Excerpted text
How payments companies apply virtual cards to real-world challenges

Virtual cards gained favor during the pandemic as a way to speed up payments to suppliers, but there's a lot more that the technology can do for industries that are still responding to rapid economic changes. 

The product frees B2B payments from the constraints of a physical card or check — there's no need to wait for an item or sliver of plastic to arrive by mail, no need to reorder or reissue them, and no static account number that would limit the number of users. 

"Virtual cards are a versatile tool," said Andrew Jamison, CEO and co-founder of Extend, which has signed a deal to power virtual payment cards for Bank of the West. "There's better reconciliation, better insights into spending and you can have them up and running in five minutes." 

While Extend leans into virtual cards as a way to help corporations manage costs, Mastercard has invested in Conferma Pay in an effort to sell a similar product to travel companies. In both cases, the companies are responding to 2022's turbulent mix of economic opportunity and headwinds.  

Bank-of-the-West-Branch
Bank of the West is pushing virtual B2B cards as a way for small businesses to take greater control over expenses.

"Any product or service that improves a small business' financial workflow is a powerful differentiator," said Alenka Grealish, lead researcher on emerging technology at Celent, adding that virtual cards provide controls and tracking features to improve spending management and fraud mitigation. 

The San Francisco-based Bank of the West will make virtual cards available to thousands of small businesses, which can set spending limits, expiration dates and tags. Executives can also send virtual cards directly to themselves, employees, vendors and contractors, as well as set budgets. 

"Most digital card payment solutions have been created for larger companies with sophisticated IT teams that can easily adapt and tailor solutions for their organization's particular needs," Dominique Fracchia, a managing director at Bank of the West, said in an email. "But small businesses require a plug-and-play option that does not require time-intensive implementation customization." 

The $104 billion-asset Bank of the West has more than 600 branches and commercial banking offices, mostly in the Midwest and Western U.S. BMO Financial Group, which has agreed to acquire Bank of the West for $40 billion5, has said it would increase investments in small-business banking and would retain Bank of the West's branch network. 

Extend, which was founded in 2017, has grown through white-label partnerships with traditional card issuers, offering a way to use digital cards to improve visibility into transactions and add spending controls to better manage expenses and supply chains.

[Items from a data source]
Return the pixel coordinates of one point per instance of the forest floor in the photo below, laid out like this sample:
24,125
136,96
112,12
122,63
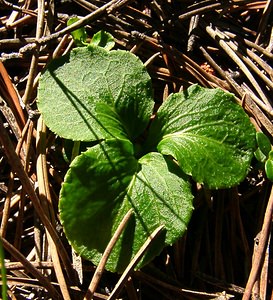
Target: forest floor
226,252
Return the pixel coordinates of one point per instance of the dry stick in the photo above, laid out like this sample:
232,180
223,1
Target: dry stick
134,262
6,210
249,62
107,8
35,56
14,104
18,168
259,256
44,193
264,20
252,45
29,267
99,270
264,273
243,67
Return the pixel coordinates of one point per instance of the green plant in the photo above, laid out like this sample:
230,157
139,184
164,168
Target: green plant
264,154
106,97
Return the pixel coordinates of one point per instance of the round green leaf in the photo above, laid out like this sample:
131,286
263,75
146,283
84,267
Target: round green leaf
104,183
209,135
269,169
263,143
103,39
73,88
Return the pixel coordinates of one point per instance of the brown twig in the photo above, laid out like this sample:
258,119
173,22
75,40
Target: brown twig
259,256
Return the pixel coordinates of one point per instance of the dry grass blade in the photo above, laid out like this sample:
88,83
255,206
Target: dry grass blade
134,262
28,266
226,44
259,255
99,270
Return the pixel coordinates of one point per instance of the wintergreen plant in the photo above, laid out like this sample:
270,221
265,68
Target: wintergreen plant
93,94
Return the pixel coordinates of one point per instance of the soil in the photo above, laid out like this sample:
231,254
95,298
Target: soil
226,252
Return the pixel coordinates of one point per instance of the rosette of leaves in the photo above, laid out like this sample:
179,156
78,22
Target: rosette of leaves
92,94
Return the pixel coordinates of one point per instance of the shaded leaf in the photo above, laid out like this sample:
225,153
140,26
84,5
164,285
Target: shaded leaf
79,35
94,200
263,143
269,169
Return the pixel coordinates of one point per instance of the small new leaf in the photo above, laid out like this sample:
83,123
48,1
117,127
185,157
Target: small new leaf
103,39
79,35
269,169
209,135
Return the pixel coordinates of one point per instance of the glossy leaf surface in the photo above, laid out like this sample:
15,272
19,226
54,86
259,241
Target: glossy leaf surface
209,135
104,183
74,87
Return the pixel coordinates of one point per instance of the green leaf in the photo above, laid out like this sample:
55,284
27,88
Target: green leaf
103,39
209,135
269,169
270,155
75,87
79,35
263,143
104,183
260,155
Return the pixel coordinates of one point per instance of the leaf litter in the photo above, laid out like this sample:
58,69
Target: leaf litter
226,252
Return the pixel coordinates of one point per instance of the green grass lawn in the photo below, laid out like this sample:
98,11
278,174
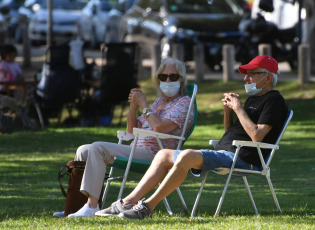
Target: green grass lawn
29,164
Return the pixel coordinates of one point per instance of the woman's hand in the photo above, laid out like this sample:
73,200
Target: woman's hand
137,98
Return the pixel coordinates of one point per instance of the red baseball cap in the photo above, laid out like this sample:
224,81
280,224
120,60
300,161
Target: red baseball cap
262,61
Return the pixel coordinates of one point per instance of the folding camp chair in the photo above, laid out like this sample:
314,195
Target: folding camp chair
142,166
264,170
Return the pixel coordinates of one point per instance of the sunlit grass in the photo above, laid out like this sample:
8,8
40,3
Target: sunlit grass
29,164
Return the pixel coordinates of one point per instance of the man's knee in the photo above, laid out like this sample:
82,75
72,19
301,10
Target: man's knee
164,156
190,158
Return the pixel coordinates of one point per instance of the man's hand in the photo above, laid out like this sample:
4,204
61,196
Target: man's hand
231,101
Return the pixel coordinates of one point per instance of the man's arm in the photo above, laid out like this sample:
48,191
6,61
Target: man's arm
256,132
228,115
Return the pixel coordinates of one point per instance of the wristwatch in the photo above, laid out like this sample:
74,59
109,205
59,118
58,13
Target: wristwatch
147,111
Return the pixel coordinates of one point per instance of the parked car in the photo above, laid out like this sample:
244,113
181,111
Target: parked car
65,14
189,22
100,20
25,12
9,10
92,22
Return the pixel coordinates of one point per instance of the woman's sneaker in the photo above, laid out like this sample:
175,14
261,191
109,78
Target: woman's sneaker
116,208
139,211
59,214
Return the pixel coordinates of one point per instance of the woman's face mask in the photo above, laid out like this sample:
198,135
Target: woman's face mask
252,90
170,89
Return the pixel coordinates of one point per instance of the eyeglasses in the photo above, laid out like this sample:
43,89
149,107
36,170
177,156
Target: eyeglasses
252,74
172,76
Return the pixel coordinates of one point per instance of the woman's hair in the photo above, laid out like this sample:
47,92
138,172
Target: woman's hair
7,49
180,68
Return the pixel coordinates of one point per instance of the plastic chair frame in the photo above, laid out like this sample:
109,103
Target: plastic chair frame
125,136
264,171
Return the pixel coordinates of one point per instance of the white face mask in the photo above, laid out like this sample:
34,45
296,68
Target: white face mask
251,89
170,89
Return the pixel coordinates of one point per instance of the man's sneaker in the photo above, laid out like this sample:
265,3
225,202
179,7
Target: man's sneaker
59,214
140,211
115,208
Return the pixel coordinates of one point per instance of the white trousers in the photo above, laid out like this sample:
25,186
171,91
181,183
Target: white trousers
99,154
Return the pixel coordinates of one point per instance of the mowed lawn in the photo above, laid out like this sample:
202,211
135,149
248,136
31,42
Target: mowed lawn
30,161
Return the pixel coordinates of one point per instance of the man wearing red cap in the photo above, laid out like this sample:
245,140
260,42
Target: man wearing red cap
260,119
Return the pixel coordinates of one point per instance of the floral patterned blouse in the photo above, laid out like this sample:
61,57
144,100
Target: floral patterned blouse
176,111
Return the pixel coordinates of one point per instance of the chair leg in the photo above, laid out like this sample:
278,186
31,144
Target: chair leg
127,168
274,194
107,187
223,194
39,113
198,196
250,195
182,200
167,206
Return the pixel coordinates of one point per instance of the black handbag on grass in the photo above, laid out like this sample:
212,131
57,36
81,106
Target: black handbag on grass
74,198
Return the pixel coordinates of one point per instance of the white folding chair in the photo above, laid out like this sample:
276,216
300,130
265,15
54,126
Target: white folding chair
142,166
264,170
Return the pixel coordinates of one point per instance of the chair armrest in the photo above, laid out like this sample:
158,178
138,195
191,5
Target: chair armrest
213,142
125,136
144,133
254,144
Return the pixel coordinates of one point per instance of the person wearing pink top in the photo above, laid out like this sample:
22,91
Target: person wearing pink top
10,70
167,115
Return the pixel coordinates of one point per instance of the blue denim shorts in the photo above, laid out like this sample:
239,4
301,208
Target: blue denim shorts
216,159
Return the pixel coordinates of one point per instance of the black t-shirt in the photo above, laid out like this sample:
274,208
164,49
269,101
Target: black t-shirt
269,109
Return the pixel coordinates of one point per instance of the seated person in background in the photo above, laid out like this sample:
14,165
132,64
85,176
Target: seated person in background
167,114
9,68
260,119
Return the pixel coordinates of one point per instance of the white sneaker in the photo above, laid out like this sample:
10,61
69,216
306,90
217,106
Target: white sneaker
59,214
85,211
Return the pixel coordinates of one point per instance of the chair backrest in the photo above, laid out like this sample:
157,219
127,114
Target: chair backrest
285,125
191,90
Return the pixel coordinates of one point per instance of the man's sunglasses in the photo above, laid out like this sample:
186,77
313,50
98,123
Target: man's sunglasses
172,76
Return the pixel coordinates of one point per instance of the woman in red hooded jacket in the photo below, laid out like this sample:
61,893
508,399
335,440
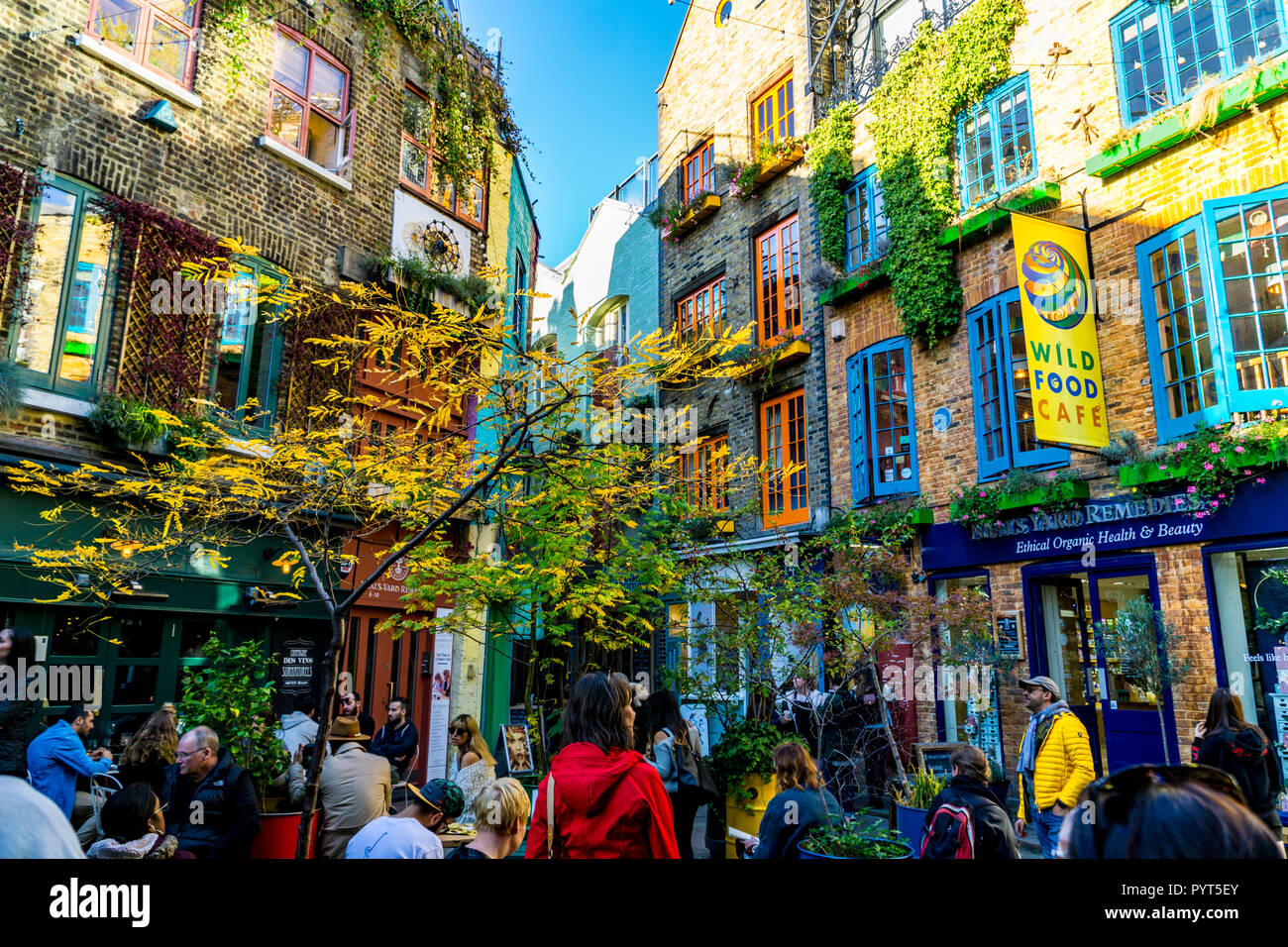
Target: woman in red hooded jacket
608,800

Task instructions
1. Based on the article on virtual cards, say whether each statement agrees with it, answering yes or no and quoting the deciding words: (a) Bank of the West is based in San Francisco. (b) Extend was founded in 2019. (c) Mastercard invested in Conferma Pay to sell a similar product to travel companies.
2. Rewrite the article on virtual cards from "The product frees" up to and including "number of users.", changing "mail" to "courier".

Results for each task
1.
(a) Yes: "The San Francisco-based Bank of the West"
(b) No: "Extend, which was founded in 2017"
(c) Yes: "Mastercard has invested in Conferma Pay in an effort to sell a similar product to travel companies"

2.
The product frees B2B payments from the constraints of a physical card or check — there's no need to wait for an item or sliver of plastic to arrive by courier, no need to reorder or reissue them, and no static account number that would limit the number of users.